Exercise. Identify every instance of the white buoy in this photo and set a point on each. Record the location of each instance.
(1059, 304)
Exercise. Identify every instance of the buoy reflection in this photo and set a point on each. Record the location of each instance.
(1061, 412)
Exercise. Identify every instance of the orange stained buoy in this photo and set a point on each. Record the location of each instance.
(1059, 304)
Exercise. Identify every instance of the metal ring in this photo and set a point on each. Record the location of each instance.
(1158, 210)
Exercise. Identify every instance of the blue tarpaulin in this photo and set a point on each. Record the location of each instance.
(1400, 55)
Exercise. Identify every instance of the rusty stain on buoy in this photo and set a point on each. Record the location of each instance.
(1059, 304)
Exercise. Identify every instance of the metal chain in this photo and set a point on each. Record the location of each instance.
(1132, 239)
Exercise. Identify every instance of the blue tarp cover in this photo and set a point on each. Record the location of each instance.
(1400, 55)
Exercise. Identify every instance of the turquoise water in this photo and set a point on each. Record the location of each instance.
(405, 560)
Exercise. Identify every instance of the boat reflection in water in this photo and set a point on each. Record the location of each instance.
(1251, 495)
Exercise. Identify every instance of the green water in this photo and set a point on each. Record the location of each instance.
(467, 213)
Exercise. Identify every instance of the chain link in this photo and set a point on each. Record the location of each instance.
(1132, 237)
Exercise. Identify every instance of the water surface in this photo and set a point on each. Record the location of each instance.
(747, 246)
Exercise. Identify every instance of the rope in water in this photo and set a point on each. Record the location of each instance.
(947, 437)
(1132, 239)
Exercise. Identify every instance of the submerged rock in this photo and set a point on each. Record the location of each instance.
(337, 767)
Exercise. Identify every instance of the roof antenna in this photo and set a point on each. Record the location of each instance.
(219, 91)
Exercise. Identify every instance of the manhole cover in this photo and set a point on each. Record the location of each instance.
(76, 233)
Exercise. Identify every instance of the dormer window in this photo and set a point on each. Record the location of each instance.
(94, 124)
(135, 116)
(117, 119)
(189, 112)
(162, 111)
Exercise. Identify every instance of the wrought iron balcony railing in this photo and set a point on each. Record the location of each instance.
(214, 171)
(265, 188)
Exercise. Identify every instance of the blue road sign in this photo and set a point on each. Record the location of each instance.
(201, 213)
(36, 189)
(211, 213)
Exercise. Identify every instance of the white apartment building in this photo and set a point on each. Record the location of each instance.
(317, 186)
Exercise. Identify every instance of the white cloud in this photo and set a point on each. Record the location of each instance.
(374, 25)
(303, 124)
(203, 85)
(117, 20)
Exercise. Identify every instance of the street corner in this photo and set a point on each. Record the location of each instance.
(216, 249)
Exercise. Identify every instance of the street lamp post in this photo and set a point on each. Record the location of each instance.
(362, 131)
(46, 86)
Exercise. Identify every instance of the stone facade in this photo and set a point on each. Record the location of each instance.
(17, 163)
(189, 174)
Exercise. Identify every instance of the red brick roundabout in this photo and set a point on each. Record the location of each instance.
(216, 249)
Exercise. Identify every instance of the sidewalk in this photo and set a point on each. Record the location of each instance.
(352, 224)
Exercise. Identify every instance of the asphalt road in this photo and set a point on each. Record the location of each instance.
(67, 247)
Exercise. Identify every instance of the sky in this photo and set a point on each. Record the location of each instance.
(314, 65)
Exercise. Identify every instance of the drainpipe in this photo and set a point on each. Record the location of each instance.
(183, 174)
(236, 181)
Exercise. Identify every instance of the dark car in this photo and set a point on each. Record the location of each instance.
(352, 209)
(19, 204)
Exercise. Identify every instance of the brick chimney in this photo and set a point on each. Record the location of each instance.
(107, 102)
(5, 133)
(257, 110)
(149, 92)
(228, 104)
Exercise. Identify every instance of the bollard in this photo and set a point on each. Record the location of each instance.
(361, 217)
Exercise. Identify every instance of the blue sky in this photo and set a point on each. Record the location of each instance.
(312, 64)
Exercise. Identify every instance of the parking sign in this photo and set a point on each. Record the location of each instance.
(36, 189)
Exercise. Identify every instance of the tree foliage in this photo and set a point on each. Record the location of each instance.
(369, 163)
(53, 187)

● **ASSIGNMENT**:
Transcribe the records above exactly, keeping every line.

● **YOUR RESPONSE**:
Exercise. Identify every instance of the white buoy in this photo and set a point on each. Record the location of each instance.
(1059, 304)
Exercise. Identify every instance of the buoy reflection in this photo and set a point on each. Record the location of each instance.
(1061, 412)
Exercise. Identify every instance of the orange stained buoy in this photo and set a point on each. Record the location of each instance.
(1059, 304)
Exercise. Identify every instance of the metal ring in this photo and set a point on each. Record the location of each instance.
(1158, 210)
Exercise. Identify every instance of the blue tarpaulin in this photo and set a point on each. Record the location of each instance.
(1400, 55)
Exercise. Identify every instance of the rusty stain on buoy in this photo and set a point on each. Record the location of each instance.
(1059, 304)
Exercise. Identify every instance of the metal chain in this photo and set a point on each. Record the location of each instance.
(1132, 239)
Exercise. Identify every instance of the blue tarp cover in this photo and set a point on each. Record the location of each instance.
(1400, 55)
Exercise. Identify every instance of the turquoise water in this photo and set a point on each. Record the location of each instance.
(405, 560)
Exercise. Identify every instance of the boat reflection in water in this photo and set a point on each. Record the location of each instance.
(1251, 495)
Exercise. Identify every instance of the green water in this photo and set a point on each. Record the location of each instance.
(467, 213)
Exercise. Identify every instance of the chain link in this photo and set a point on each. Record the location of each instance.
(1132, 237)
Exercise. Identify every instance of the water surface in this photo and set a point on each. Record the location of each instance.
(747, 246)
Exercise. Identify every instance of the rope in water in this photo and set a point on each. Record the location of each instance.
(947, 437)
(1132, 239)
Exercise. Identify every instance of the submerged rock in this photo and set a point on each. Record the location of each instance.
(337, 767)
Exercise. Identify every instance of the roof antenna in this photo and set a point on each. Record the location of each instance.
(219, 91)
Exercise. Identify every instance of the manhole cover in this photo and set a point on each. Record the location of each instance.
(76, 233)
Exercise. Identify every instance of the dormer window in this photo and set a point on each. Record the location of each instance.
(94, 124)
(135, 116)
(117, 119)
(189, 112)
(162, 111)
Exercise. Identify every instance of the wrought iron balcony railing in this photo and set a point on each. Record the location of each instance.
(214, 171)
(265, 188)
Exercise. Identify every instance of the blue road sign in this photo and set a point on each. Record the location of each instance.
(201, 213)
(36, 189)
(211, 213)
Exercise. Identify every instance of the white apartment building in this photo and set a point on each. Record the location of each instance.
(317, 186)
Exercise. Identify every instance of the white cloud in this photo and set a point on each. Record the location of each instance.
(374, 25)
(303, 124)
(203, 85)
(117, 20)
Exercise. Identify every instance of the street corner in this photo and set a point on each. Record the location of each instance.
(216, 249)
Exercise. Identify every instance of the street lamp post in this photo and set a point on each. Record the location of each instance.
(362, 131)
(46, 86)
Exercise. Identify every instance of the stone facade in this photo and set a point on each. Record the location of each instance.
(17, 163)
(189, 174)
Exercise. Identify every instance of the red brick roundabout in this photo and set a point on each. Record the location of each instance.
(216, 249)
Exercise. Identify every instance of the sidewalk in this photo and set a point on each. Record the location of each instance.
(352, 224)
Exercise. Identify every instance of the asphalt road in this photo and set a point on each. Record the location of each instance.
(67, 247)
Exercise. Identify every instance of the sky in this photo and set a point on each. Record the location of each instance.
(314, 65)
Exercise. Identify every instance of the drainpipe in this photo and set a point on each. Record the location of each instance.
(183, 174)
(236, 181)
Exercise. Identify every instance of the dark car in this photo and set a point on each. Record the location of each instance.
(352, 209)
(19, 204)
Exercise. Identify every instance of the brick chimney in this photo and set a point on each. Record the location of each instance.
(107, 102)
(5, 133)
(257, 110)
(149, 92)
(228, 104)
Exercise. Identify every instance of the bollard in this photo and set a point on each. Record the location of each instance.
(361, 217)
Exercise. Identify every instance of the blue sky in this photo and set a point on each. Record the location of each instance.
(312, 64)
Exercise. Identify every instance of the parking sign in this photo and set a point on each. Record the location of each instance.
(36, 189)
Exercise. Identify every instance of the tree foliage in this photo and set a point on each. Record the location of each instance.
(369, 163)
(53, 187)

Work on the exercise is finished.